Saved entries:
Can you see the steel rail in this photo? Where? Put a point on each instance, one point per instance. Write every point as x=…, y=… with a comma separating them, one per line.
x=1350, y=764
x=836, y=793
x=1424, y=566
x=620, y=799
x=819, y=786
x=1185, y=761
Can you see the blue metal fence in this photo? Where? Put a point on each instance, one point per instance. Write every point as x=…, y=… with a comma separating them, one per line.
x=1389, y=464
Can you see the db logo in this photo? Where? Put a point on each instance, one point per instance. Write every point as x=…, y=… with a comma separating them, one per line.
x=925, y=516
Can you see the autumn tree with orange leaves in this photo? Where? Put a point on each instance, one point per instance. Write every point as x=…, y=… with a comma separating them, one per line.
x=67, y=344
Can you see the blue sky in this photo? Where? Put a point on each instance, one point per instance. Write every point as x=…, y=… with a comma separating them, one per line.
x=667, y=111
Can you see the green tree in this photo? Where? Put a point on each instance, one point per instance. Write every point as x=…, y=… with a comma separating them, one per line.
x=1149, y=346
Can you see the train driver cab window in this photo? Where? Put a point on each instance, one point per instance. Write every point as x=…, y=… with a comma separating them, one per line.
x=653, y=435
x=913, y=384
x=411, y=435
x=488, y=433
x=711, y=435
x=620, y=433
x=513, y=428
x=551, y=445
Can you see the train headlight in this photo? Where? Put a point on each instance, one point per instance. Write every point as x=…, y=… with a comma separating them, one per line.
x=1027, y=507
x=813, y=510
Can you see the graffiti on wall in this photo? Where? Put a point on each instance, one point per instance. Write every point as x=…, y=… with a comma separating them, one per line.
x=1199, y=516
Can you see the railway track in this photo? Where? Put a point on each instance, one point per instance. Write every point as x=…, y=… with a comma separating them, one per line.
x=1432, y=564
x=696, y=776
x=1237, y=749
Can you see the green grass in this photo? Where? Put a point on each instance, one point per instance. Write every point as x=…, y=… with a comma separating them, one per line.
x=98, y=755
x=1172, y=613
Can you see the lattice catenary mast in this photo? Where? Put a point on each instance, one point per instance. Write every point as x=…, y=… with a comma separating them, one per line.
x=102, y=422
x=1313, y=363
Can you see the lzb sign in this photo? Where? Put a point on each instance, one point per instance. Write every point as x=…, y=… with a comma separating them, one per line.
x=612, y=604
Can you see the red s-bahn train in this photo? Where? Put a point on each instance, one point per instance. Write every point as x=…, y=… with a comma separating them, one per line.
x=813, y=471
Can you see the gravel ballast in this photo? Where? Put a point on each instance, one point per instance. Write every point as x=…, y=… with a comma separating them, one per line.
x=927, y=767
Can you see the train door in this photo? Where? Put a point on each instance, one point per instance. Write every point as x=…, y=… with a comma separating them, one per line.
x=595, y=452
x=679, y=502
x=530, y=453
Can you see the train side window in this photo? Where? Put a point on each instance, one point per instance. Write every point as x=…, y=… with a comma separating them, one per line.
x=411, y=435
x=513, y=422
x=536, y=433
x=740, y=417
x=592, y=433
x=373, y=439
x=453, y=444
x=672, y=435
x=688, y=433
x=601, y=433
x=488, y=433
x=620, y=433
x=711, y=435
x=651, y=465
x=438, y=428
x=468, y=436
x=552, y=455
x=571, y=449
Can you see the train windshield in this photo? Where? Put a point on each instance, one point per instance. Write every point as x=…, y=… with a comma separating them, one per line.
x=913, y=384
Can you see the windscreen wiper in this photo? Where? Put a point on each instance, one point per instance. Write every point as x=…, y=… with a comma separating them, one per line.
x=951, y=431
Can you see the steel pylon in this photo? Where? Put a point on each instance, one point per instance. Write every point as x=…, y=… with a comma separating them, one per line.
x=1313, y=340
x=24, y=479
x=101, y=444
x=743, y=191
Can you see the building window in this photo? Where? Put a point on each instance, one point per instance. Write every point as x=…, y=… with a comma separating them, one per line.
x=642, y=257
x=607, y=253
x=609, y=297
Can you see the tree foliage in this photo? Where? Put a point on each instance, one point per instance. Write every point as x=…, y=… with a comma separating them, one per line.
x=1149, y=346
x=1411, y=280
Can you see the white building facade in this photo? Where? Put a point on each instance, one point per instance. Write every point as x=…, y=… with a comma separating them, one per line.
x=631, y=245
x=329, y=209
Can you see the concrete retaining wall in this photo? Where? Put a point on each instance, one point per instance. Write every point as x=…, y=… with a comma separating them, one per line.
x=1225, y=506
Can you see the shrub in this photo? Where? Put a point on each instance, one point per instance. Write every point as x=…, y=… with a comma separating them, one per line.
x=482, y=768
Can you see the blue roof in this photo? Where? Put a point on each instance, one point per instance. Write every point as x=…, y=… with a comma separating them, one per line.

Aim of the exercise - The answer consists of every entry, returned exactly.

Response for this exercise -
Can you see the steel rail in this photo? Where? Put a point on each instance, one point per instance. Write every point as x=…, y=… with a comma separating them, one per line.
x=1350, y=764
x=836, y=793
x=1424, y=566
x=620, y=799
x=819, y=786
x=1185, y=761
Can you see the blue metal fence in this photo? Where? Put a point on each instance, one point per instance. Write every point as x=…, y=… with a comma separating them, one per line.
x=1389, y=464
Can you see the db logo in this photo? Where? Put a point on each instance, one point per instance. Write every point as x=…, y=… with a comma separating them, one per line.
x=925, y=516
Can you see the autumn tree with orange leaves in this photo? Where? Put a point on each instance, one point per instance. Write every point as x=…, y=… with a comma separating them, one per line.
x=67, y=344
Can you see the blue sky in this photo? Where? Put a point on each instance, one point per instance. Write every point as x=…, y=… with a comma separating them, one per line.
x=667, y=111
Can you see the green tree in this photo? Where? Put a point on each instance, one point per instance. Write every point as x=…, y=… with a comma separating them, one per line.
x=1149, y=346
Can you see the train driver cab window in this photo? Where? Put a point on each instance, one point per instance. Write every point as x=…, y=… with a comma separating them, one per line.
x=653, y=435
x=913, y=384
x=411, y=435
x=488, y=433
x=711, y=435
x=620, y=433
x=513, y=428
x=551, y=445
Can you see the train headlight in this photo? Where? Put a point on each instance, one point per instance. Write every point as x=…, y=… with a comma separating them, one per line.
x=1027, y=507
x=813, y=510
Can you see the graffiti on wall in this photo? Where? Put a point on each instance, one point per instance. Write every point as x=…, y=… with a comma separating them, one per line.
x=1199, y=516
Can you see the railway track in this photo? Where? Put a point on each instance, one point per instance. Write every point as x=…, y=… with a comma separating them, one per line.
x=1432, y=564
x=696, y=776
x=1237, y=749
Can you see the green grass in this photo? Where? Put a point on each instance, one point per instance. Write every point as x=…, y=… with a comma separating them, one per line.
x=98, y=755
x=1172, y=613
Can you see the lattice catenary mast in this photo? Where? Put a point on each instance, one point per instance. Write every point as x=…, y=… with a comma separating them, one per line.
x=102, y=422
x=1313, y=363
Can you see the lzb sign in this photo? Where? Put a point on each instance, one point per instance. Write every point as x=…, y=… with a comma separating them, one per line.
x=612, y=604
Can you see the red s-bahn train in this photo? Where? Put a point on each instance, one point per instance. Write every point as x=…, y=… with a comma separating them, one per line.
x=813, y=471
Can you see the gravel ballast in this photo? Where? Put a point on each instance, one point per instance. Write every point as x=…, y=… with a comma separating them, one per line.
x=927, y=767
Can you see the train door in this photo? Where? Put a point on each instance, one point per instance. Write every point as x=…, y=… with a comma separating them, one per line.
x=595, y=452
x=679, y=502
x=530, y=453
Can you see the train side window in this photo? Where? Put a point on each instance, one point per instance. Write every point as x=…, y=… with a comma separating them, one per line.
x=411, y=435
x=513, y=422
x=536, y=433
x=740, y=417
x=592, y=433
x=373, y=439
x=453, y=444
x=672, y=435
x=688, y=433
x=601, y=433
x=488, y=433
x=620, y=433
x=711, y=435
x=651, y=465
x=438, y=428
x=468, y=436
x=552, y=455
x=571, y=449
Can you see the train windshield in this photo? Where? Put a point on each instance, one point per instance. Write every point as x=…, y=… with a comma separating them, one per line.
x=913, y=384
Can you see the windscreen wiper in this photo? Where? Put a point on each instance, one point per instance. Write every point as x=…, y=… with a comma separating them, one per line.
x=951, y=431
Can you see the steel pylon in this photo? Where? Put a point on each instance, one point per instance. Write every point as x=…, y=… with a comma separating them, one per line.
x=1313, y=340
x=24, y=479
x=101, y=444
x=743, y=191
Can you see the building window in this photo? Where? Put a point on each instance, one point per instance. Write every point as x=…, y=… with a comma separating them, one per line.
x=642, y=257
x=607, y=253
x=609, y=297
Can you see the tree foliage in this photo? Where? Put a point on each instance, one point per instance. Write every point as x=…, y=… with a comma separating them, one per line.
x=1149, y=346
x=1411, y=280
Can you see the white building facade in this photo? Where? Put a point on each instance, one point per instance. Write every point as x=…, y=… with a comma separating them, one per line.
x=631, y=245
x=329, y=209
Can you see the concrete retaining wall in this photo? Where? Put a point on each instance, one point per instance. Write every point as x=…, y=… with a comma separating them, one per line.
x=1225, y=506
Can you see the shrub in this photo? Where? Put a point on each instance, one point per instance. Write every point as x=…, y=… with a comma separating them, one per line.
x=482, y=768
Can you see the blue roof in this photo? Where? Put a point on each instance, one point per instance. Write every point as x=…, y=… with a comma separating them, one per line.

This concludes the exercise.